_THE TASK_. When you reach the line in the data below that contains "the chicken, writing", please start repeating lines exactly, and stop after the line that contains "the rooster, writing", repeating nothing else.

_INFORMATION PROVIDED_.
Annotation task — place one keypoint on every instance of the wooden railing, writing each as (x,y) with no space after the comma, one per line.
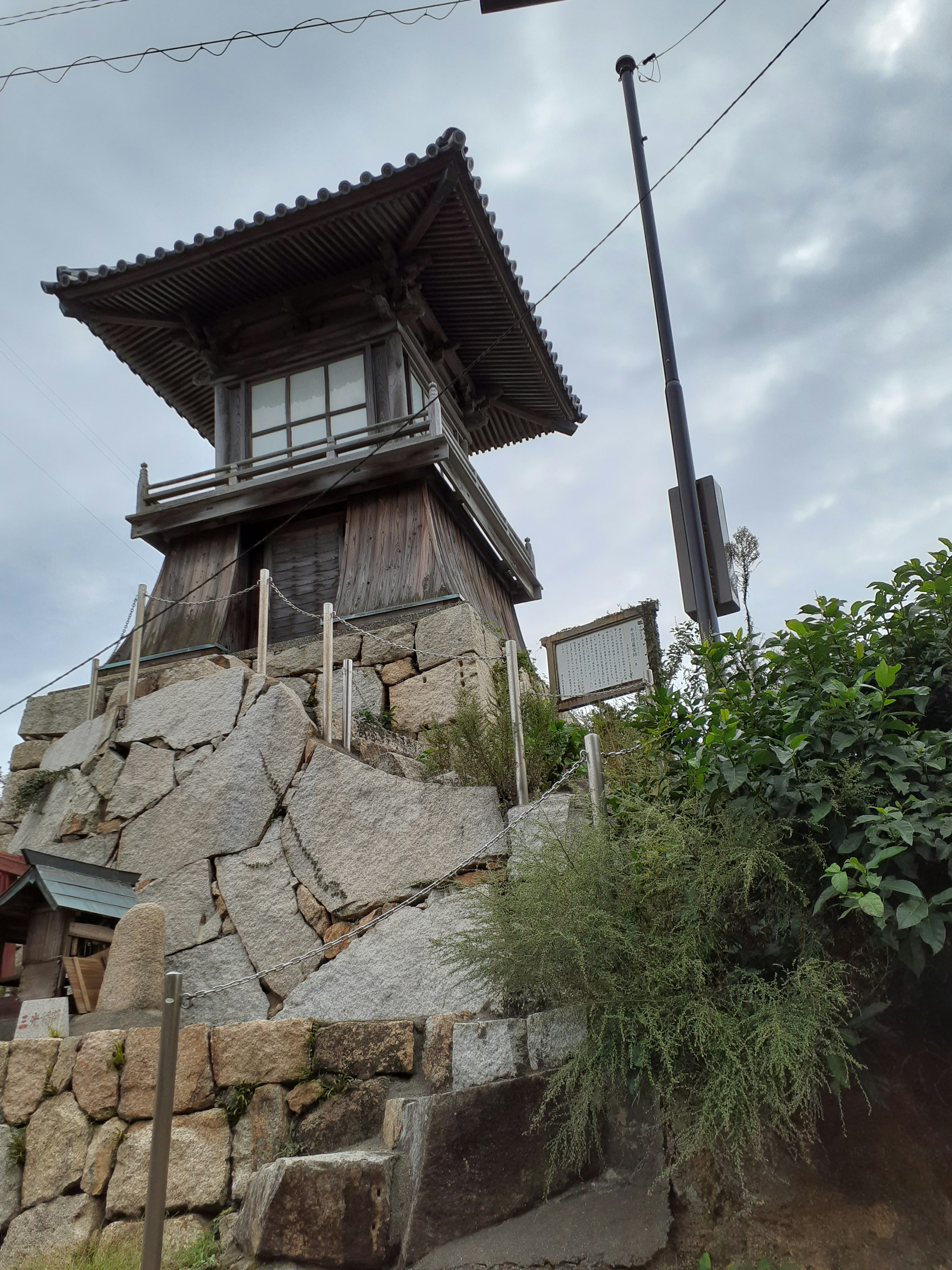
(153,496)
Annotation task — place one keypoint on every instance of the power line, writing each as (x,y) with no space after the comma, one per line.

* * *

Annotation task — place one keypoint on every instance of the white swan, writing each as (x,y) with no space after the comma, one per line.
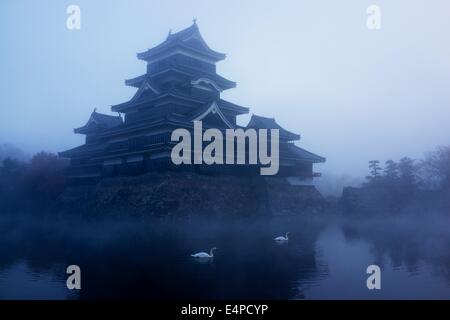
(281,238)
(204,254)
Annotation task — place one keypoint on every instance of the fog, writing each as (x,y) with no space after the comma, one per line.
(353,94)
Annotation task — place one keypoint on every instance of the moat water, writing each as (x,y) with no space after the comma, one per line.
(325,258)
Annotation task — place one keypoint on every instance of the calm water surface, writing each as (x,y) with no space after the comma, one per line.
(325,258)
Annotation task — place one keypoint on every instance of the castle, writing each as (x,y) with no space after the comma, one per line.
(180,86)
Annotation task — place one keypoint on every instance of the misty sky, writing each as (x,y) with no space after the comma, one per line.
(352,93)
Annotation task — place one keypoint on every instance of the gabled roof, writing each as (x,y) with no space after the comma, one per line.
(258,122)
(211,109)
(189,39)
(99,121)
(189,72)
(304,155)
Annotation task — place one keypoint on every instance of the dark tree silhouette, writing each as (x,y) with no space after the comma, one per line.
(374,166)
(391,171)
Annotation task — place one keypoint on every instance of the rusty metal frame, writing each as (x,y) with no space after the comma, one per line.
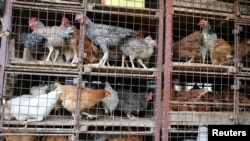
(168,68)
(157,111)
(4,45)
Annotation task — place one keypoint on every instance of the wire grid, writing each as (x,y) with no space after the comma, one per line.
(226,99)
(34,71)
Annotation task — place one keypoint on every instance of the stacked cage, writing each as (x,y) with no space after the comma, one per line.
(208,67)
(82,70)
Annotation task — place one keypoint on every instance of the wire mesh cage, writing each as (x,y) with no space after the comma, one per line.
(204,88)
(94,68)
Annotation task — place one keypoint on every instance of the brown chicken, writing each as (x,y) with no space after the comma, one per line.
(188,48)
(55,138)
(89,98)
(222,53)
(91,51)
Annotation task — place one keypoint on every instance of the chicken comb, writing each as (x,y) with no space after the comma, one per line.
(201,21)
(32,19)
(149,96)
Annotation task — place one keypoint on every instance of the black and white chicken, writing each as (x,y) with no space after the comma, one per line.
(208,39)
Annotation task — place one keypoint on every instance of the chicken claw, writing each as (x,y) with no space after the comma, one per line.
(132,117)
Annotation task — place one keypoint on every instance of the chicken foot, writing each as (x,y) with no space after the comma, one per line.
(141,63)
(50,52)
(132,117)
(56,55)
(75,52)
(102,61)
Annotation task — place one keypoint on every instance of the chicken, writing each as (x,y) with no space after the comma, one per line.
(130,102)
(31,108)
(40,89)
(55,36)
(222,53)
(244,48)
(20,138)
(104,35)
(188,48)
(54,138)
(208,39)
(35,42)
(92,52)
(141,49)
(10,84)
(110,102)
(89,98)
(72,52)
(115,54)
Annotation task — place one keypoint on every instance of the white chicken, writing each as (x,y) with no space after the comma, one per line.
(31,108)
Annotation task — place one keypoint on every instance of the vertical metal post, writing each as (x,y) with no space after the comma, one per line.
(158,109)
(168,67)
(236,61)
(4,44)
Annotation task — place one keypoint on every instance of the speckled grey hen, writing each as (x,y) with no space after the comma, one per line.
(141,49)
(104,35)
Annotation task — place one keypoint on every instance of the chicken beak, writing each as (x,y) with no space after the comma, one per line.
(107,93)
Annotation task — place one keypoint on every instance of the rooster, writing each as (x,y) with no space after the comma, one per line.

_ANSWER TO THIS TASK_.
Annotation task — place one keypoint on every instance of the chicken, writing each as (x,y) with no space after the comma, one per line.
(130,102)
(31,108)
(40,89)
(55,36)
(222,53)
(244,48)
(20,138)
(104,35)
(188,48)
(54,138)
(208,39)
(35,42)
(92,52)
(141,49)
(10,84)
(110,102)
(89,98)
(72,52)
(115,54)
Annotation task — place one keypoint on every instance of the white chicken, writing each as (x,y) with no space after the comma, one per line.
(31,108)
Annotation task — place one keypoint on every instance of the vertical metal post, writing each as (x,y) with no space after the comma, one per line.
(158,109)
(168,67)
(236,61)
(4,44)
Annotation task — place one keypoint on every instance of the speckled grey hen, writing each as (x,y) with no space after the comma, one per line.
(141,49)
(104,35)
Annotation task — place one keypoint on every instance of the chicken beak, writing each as (x,y) with no space after the comma, one per line.
(107,93)
Annotation task — place one keypoint on every instance of the rooster, writing each as (x,y) with no space after the comma, one per line.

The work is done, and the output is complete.